● Quoted passage:
Estimates of Harry's worth include nearly £7 million inherited from Diana, though this will have grown with investment. Meghan was thought to be worth £2-£3 million, in 2020, making a reported £333,000 per season for six runs of the legal drama Suits.
McClure, author of The Queen's True Worth, added: "There is no money from the Queen Mother's trust fund but the Queen has set up one of her own for her family.
"I don't think he has understood the royal finances. Whenever he is in Britain the taxpayer will pay for his security."
When Harry and Meghan set out their plans to step back, they said they wanted to "work to become financially independent".
They suggested in the interview with Winfrey that other people who strike the balance which they sought exist, describing family members who earn money but also support the Queen.
Watch: Meghan and Harry interview: Queen makes it deliberately clear Palace may not agree
Read more: Prince Charles 'chuckles' when asked about Harry and Meghan in first public appearance since interview
Princesses Beatrice and Eugenie both have jobs, and though they do appear at family events, like Trooping the Colour and Royal Ascot, they don't ever represent the Queen.
Their security is not paid for by the taxpayer.
Prince Michael of Kent, one of the Queen's cousins, manages his own consultancy business but has in the past represented the Queen in the Commonwealth, though never in the UK.
According to his website, he does not receive any money from the taxpayer.
Prince Michael's website explains: "Engagements undertaken by Prince and Princess Michael of Kent are not included in the Court Circular because they do not usually carry out official duties on behalf of The Queen.

● Problem description:
From the royal finances article, echo the text from "They suggested in" up to and including "from the taxpayer.".

● Region pointing data:
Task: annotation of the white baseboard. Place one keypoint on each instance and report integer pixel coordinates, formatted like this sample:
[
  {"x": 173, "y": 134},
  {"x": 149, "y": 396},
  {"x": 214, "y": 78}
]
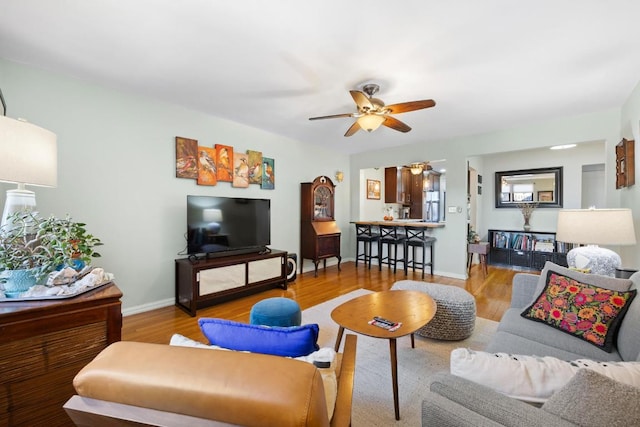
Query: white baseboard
[{"x": 148, "y": 307}]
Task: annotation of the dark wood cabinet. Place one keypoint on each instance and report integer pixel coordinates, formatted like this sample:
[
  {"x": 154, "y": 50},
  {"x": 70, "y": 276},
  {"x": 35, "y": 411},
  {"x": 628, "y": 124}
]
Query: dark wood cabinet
[
  {"x": 526, "y": 250},
  {"x": 44, "y": 345},
  {"x": 204, "y": 282},
  {"x": 417, "y": 196},
  {"x": 625, "y": 164},
  {"x": 319, "y": 234},
  {"x": 397, "y": 185}
]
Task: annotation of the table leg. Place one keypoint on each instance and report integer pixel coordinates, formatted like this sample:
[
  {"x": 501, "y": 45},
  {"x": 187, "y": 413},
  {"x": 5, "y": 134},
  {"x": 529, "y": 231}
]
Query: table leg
[
  {"x": 339, "y": 339},
  {"x": 394, "y": 376}
]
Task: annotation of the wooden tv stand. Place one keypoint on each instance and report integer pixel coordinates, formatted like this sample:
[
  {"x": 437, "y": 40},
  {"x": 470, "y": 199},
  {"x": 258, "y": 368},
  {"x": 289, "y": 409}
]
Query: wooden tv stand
[{"x": 207, "y": 281}]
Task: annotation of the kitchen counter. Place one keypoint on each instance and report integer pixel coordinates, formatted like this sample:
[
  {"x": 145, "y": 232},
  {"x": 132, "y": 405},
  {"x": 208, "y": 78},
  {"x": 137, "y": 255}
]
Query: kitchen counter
[{"x": 402, "y": 223}]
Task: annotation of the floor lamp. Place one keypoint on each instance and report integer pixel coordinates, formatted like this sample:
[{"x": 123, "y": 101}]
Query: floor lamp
[
  {"x": 28, "y": 156},
  {"x": 593, "y": 227}
]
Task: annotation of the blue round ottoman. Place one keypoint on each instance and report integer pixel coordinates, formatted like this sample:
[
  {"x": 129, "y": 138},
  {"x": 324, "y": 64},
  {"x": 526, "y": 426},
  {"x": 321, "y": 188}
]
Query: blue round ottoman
[{"x": 276, "y": 312}]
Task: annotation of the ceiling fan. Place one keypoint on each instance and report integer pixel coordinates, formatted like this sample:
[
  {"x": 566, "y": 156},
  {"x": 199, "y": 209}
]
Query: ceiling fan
[{"x": 372, "y": 112}]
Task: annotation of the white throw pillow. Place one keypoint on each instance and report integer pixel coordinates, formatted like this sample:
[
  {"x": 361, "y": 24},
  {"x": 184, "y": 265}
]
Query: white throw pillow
[
  {"x": 325, "y": 354},
  {"x": 532, "y": 378}
]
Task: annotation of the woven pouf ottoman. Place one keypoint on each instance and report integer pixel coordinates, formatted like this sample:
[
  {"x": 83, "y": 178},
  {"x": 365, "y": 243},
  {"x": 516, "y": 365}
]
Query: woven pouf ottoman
[
  {"x": 455, "y": 314},
  {"x": 276, "y": 312}
]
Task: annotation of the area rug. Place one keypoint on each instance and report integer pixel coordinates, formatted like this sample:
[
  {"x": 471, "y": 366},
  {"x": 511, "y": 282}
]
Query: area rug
[{"x": 373, "y": 395}]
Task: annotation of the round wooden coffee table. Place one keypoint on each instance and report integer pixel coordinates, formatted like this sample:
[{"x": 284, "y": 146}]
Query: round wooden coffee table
[{"x": 412, "y": 308}]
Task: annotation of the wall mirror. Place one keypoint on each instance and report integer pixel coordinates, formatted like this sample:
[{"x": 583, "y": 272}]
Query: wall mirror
[{"x": 542, "y": 186}]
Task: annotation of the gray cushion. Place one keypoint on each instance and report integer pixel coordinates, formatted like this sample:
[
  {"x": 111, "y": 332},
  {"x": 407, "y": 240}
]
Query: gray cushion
[
  {"x": 504, "y": 342},
  {"x": 628, "y": 339},
  {"x": 490, "y": 404},
  {"x": 541, "y": 333},
  {"x": 589, "y": 279},
  {"x": 591, "y": 399}
]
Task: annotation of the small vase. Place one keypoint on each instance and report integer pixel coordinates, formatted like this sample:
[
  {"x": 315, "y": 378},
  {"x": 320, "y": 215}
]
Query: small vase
[{"x": 19, "y": 281}]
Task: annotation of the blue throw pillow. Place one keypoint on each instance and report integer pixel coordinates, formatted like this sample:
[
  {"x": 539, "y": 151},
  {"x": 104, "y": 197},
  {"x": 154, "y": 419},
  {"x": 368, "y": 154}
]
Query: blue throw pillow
[{"x": 294, "y": 341}]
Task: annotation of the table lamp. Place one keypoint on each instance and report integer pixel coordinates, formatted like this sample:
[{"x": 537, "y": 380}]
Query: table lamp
[
  {"x": 593, "y": 227},
  {"x": 28, "y": 156}
]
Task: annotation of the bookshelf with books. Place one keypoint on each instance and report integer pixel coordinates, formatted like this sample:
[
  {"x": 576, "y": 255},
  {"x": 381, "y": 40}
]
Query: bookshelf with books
[{"x": 526, "y": 250}]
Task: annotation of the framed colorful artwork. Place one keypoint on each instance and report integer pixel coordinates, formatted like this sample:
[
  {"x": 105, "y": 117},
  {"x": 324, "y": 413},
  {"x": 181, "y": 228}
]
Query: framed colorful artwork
[
  {"x": 207, "y": 166},
  {"x": 186, "y": 158},
  {"x": 224, "y": 163},
  {"x": 268, "y": 174},
  {"x": 255, "y": 166},
  {"x": 240, "y": 170},
  {"x": 373, "y": 189}
]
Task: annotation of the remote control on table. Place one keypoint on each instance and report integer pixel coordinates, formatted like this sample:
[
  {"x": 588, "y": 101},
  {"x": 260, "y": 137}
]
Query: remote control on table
[
  {"x": 385, "y": 324},
  {"x": 383, "y": 320}
]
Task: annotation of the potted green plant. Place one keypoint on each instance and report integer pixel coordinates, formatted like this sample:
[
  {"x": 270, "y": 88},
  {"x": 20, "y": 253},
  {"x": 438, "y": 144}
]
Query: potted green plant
[{"x": 31, "y": 247}]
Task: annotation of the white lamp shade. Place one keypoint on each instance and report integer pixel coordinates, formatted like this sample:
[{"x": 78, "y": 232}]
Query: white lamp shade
[
  {"x": 28, "y": 154},
  {"x": 596, "y": 226},
  {"x": 370, "y": 122}
]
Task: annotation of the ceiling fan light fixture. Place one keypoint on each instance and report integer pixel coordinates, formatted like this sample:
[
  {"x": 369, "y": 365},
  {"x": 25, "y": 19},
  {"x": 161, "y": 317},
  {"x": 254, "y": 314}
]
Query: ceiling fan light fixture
[
  {"x": 417, "y": 168},
  {"x": 370, "y": 122}
]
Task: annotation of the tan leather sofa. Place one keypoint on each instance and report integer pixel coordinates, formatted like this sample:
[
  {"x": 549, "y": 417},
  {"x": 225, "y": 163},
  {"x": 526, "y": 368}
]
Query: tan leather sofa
[{"x": 135, "y": 384}]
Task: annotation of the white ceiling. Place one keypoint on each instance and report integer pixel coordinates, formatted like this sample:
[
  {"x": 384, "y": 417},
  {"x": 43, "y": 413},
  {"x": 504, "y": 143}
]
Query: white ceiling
[{"x": 488, "y": 64}]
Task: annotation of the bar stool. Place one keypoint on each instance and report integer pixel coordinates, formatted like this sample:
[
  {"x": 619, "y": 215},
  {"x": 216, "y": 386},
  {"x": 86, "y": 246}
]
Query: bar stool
[
  {"x": 392, "y": 236},
  {"x": 365, "y": 233},
  {"x": 417, "y": 238}
]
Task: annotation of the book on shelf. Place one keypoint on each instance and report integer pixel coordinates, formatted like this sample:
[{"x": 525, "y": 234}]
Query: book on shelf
[{"x": 544, "y": 246}]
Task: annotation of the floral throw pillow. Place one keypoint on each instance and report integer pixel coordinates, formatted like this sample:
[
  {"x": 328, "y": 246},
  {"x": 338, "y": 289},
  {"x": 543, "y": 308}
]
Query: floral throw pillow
[{"x": 585, "y": 311}]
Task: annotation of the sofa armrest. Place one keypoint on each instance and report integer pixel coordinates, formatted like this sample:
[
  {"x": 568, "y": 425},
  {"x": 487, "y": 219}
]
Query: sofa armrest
[
  {"x": 232, "y": 387},
  {"x": 438, "y": 411},
  {"x": 523, "y": 289},
  {"x": 490, "y": 404}
]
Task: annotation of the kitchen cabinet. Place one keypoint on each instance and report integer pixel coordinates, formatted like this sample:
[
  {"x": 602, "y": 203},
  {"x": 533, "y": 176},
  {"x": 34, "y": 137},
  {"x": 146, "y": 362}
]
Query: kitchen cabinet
[{"x": 397, "y": 185}]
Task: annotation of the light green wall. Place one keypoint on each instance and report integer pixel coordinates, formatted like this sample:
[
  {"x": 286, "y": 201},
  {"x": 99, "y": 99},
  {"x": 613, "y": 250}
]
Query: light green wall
[
  {"x": 116, "y": 172},
  {"x": 630, "y": 197}
]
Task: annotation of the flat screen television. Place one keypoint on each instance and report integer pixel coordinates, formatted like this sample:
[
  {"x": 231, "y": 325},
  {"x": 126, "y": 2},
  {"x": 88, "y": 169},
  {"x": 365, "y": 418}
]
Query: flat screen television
[{"x": 218, "y": 226}]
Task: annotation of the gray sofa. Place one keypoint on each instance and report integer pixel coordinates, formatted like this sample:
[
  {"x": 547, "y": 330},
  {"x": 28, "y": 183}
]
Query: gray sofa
[
  {"x": 588, "y": 399},
  {"x": 517, "y": 335}
]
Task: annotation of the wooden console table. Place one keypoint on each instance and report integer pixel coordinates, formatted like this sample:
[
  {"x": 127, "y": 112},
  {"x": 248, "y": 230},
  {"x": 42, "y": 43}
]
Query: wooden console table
[
  {"x": 204, "y": 282},
  {"x": 43, "y": 346}
]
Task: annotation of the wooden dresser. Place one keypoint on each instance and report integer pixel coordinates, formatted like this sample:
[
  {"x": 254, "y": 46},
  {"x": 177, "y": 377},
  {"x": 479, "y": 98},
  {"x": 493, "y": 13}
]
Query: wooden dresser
[
  {"x": 319, "y": 234},
  {"x": 43, "y": 345}
]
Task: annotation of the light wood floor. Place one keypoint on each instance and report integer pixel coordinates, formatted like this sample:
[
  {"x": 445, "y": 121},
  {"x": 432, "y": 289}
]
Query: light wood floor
[{"x": 492, "y": 294}]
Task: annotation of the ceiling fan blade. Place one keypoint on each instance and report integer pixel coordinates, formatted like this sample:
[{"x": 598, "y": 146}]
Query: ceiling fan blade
[
  {"x": 355, "y": 127},
  {"x": 361, "y": 100},
  {"x": 404, "y": 107},
  {"x": 334, "y": 116},
  {"x": 393, "y": 123}
]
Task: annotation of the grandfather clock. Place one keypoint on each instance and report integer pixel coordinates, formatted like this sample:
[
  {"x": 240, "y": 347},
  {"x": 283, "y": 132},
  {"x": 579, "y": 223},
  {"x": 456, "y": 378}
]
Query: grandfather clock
[{"x": 319, "y": 234}]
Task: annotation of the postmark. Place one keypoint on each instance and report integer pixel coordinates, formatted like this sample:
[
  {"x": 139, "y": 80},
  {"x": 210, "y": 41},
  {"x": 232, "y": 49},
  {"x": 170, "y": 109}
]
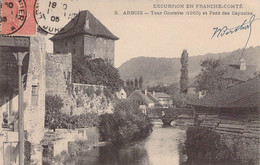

● Task result:
They suggested in the interview with Winfrey that other people who strike the balance which they sought exist, describing family members who earn money but also support the Queen.
Watch: Meghan and Harry interview: Queen makes it deliberately clear Palace may not agree
Read more: Prince Charles 'chuckles' when asked about Harry and Meghan in first public appearance since interview
Princesses Beatrice and Eugenie both have jobs, and though they do appear at family events, like Trooping the Colour and Royal Ascot, they don't ever represent the Queen.
Their security is not paid for by the taxpayer.
Prince Michael of Kent, one of the Queen's cousins, manages his own consultancy business but has in the past represented the Queen in the Commonwealth, though never in the UK.
According to his website, he does not receive any money from the taxpayer.